### What is being asked
Please repeat the stretch of entries from the line containing "Note: spot the tree" through the line containing "<point>44,288</point>", swapping "drop" for "place" and keeping everything else the same.

### Extracted records
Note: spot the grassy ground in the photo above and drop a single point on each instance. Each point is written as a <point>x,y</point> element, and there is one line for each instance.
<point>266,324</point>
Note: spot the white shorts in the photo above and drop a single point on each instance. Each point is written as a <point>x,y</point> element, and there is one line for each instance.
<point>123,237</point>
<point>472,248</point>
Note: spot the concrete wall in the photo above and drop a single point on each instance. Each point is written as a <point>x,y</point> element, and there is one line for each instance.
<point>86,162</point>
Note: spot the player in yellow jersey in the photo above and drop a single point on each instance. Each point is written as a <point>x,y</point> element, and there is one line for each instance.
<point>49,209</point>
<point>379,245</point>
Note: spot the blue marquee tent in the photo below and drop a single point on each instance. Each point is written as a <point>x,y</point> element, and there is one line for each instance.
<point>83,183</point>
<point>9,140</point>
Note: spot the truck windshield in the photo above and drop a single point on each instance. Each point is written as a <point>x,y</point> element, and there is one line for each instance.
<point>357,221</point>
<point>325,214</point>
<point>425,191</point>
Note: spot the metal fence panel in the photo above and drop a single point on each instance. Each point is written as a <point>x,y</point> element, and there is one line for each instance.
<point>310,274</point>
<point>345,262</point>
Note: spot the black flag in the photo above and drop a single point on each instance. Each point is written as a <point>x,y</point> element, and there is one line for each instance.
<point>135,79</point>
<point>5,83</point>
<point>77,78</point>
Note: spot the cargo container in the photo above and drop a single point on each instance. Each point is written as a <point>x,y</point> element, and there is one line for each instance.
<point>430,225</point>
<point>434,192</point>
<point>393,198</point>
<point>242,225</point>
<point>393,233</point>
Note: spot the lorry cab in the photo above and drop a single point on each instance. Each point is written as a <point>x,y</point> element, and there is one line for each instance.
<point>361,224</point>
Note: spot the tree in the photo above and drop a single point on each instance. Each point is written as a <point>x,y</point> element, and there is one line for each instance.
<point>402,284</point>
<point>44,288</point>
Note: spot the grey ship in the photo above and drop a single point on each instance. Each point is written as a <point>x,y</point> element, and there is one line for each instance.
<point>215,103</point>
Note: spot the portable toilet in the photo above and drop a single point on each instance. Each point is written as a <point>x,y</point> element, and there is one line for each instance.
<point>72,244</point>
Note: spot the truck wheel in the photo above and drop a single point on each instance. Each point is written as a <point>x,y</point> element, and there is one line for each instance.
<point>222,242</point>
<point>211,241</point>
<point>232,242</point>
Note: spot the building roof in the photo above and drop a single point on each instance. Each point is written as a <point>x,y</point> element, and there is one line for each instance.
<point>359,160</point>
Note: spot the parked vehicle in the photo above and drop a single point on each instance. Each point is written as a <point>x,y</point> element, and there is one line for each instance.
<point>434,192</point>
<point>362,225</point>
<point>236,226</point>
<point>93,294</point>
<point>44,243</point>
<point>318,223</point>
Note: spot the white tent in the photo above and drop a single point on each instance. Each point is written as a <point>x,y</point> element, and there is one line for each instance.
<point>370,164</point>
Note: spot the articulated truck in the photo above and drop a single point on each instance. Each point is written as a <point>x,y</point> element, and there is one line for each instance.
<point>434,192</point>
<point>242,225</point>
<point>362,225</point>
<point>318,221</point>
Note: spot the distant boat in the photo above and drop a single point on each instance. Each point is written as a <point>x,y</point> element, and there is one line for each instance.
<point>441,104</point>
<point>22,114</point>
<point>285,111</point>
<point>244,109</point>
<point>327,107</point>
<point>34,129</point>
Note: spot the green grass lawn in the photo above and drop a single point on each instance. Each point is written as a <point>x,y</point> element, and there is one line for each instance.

### Complete response
Note: spot the tree in the photo above and place a single point on each instance. Each point is written as a <point>x,y</point> element, and there is one line for each instance.
<point>402,284</point>
<point>44,288</point>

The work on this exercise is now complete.